▸ **Aim**
Copy out the records verbatim, from the line containing "trace the outline of every instance of the bird's claw" through the line containing "M445 430L445 424L437", with both of those lines included.

▸ **Provided data**
━━━━━━━━━━━━━━━━━━━━━━━━━━━━━━

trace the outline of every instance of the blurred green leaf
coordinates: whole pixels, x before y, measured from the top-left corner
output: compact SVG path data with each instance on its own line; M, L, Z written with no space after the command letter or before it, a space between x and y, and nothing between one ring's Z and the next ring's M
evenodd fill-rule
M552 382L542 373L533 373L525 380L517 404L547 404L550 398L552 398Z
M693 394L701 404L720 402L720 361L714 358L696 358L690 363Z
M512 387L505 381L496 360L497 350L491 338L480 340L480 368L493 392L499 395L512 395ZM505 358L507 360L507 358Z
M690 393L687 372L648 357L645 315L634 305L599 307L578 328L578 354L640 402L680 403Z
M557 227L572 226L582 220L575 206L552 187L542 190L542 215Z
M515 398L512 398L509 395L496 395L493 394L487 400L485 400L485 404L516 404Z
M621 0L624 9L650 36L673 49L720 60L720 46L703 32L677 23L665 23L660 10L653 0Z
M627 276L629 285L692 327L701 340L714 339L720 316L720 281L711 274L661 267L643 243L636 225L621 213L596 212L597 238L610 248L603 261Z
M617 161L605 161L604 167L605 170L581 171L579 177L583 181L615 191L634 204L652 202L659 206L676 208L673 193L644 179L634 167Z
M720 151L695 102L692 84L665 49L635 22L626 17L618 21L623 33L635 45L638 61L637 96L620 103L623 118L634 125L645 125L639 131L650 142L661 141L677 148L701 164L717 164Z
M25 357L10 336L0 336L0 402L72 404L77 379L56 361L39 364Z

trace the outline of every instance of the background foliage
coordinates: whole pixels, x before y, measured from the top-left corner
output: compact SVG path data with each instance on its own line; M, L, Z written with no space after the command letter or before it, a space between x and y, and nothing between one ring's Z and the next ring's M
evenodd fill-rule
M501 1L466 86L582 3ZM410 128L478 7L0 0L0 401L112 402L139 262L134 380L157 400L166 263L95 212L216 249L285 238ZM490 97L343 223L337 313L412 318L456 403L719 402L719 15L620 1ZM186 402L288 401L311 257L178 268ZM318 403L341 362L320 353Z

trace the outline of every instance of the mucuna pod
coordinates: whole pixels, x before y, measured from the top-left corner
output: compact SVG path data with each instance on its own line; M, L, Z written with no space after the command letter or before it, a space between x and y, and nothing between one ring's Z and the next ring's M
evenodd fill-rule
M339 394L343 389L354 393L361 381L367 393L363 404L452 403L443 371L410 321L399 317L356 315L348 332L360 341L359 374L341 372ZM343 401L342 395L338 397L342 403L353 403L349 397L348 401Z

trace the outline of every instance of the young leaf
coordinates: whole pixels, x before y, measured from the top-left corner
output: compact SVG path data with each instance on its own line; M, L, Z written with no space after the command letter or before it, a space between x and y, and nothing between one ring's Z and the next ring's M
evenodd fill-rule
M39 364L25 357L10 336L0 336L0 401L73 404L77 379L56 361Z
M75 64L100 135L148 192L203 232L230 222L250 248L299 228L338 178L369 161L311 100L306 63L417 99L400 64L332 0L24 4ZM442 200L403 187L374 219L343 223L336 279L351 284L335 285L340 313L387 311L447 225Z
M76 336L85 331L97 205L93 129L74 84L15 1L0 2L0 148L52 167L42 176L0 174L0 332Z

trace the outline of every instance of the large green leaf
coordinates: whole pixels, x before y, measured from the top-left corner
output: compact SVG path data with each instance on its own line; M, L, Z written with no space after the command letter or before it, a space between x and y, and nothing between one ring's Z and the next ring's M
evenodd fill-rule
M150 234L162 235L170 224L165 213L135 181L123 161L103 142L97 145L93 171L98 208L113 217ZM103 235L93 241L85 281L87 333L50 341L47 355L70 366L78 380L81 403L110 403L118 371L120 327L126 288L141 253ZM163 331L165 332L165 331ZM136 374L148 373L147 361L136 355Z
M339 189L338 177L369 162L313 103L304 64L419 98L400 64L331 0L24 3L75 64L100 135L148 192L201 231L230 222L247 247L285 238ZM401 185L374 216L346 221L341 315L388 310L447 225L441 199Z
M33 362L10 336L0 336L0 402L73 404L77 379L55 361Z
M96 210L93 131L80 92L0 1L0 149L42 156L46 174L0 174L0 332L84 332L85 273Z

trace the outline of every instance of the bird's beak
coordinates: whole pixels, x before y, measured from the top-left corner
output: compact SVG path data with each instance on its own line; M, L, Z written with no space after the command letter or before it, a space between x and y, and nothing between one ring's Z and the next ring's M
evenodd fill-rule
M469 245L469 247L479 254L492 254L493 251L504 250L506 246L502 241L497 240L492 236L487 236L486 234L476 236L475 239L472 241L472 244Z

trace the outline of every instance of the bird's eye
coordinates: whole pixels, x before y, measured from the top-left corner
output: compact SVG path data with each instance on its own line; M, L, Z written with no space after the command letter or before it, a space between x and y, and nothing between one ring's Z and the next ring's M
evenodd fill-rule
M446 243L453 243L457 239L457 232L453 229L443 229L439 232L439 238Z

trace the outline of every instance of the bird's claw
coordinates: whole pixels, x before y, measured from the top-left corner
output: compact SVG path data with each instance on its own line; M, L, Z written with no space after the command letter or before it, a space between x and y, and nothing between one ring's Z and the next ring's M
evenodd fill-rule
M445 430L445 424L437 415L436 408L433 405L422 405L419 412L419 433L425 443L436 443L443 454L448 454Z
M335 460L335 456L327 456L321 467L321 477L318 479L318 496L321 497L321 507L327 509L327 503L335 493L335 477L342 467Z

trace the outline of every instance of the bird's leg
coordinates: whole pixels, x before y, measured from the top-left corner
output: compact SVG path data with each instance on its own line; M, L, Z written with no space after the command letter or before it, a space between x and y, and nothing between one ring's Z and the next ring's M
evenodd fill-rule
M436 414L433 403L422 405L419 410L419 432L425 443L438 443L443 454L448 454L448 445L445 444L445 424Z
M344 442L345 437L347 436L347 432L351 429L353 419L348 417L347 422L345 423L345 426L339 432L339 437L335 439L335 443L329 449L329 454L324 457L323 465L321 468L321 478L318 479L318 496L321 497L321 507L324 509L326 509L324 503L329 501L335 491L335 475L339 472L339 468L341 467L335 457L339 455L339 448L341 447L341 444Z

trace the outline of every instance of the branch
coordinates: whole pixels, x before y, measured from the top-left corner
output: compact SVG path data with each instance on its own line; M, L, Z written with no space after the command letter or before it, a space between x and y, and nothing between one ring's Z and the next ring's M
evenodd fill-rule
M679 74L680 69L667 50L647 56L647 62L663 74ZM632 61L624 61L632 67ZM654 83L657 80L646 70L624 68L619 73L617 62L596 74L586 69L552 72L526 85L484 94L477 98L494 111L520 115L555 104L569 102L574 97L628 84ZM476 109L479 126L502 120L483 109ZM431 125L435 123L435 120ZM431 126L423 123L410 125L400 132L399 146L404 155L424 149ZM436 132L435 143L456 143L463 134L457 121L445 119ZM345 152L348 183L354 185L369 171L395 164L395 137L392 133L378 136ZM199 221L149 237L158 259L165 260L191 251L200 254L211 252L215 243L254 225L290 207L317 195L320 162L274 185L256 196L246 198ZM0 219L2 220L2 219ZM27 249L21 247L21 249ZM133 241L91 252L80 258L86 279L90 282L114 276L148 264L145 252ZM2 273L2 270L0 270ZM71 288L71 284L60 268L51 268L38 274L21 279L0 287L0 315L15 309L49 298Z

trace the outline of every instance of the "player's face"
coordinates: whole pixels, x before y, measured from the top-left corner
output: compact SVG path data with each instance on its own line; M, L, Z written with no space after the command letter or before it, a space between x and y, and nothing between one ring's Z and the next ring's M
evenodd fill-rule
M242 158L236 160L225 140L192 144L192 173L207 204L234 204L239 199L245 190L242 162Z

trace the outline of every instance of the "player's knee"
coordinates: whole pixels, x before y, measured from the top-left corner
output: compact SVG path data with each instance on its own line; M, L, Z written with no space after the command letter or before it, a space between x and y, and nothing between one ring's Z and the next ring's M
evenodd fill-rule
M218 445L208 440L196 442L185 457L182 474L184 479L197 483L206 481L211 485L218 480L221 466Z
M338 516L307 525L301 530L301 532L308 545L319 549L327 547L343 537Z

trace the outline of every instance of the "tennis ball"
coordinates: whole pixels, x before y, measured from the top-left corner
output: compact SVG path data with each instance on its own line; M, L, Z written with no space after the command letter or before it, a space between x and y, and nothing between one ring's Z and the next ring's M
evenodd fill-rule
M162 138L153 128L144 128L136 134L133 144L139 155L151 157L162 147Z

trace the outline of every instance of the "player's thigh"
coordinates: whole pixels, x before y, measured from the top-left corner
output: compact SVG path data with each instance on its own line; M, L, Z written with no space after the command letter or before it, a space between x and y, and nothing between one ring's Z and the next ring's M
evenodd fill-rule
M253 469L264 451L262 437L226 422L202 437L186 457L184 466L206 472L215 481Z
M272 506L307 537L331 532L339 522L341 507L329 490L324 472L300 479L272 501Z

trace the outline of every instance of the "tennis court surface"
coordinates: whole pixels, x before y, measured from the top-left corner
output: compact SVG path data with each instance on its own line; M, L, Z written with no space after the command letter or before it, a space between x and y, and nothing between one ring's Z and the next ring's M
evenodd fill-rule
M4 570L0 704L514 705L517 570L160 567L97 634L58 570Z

━━━━━━━━━━━━━━━━━━━━━━━━━━━━━━

▸ **Full solution**
trace the outline of every instance of the bird's claw
coordinates: whole pixels, x before y, measured from the top-left corner
output: compact SVG path data with each instance on its own line; M, L, Z written with no space after the command letter or before it, a space between x and y, and nothing between one ring's Z and the next ring's M
evenodd fill-rule
M445 430L445 424L437 415L436 408L433 405L422 405L419 412L419 433L425 443L436 443L443 454L448 454Z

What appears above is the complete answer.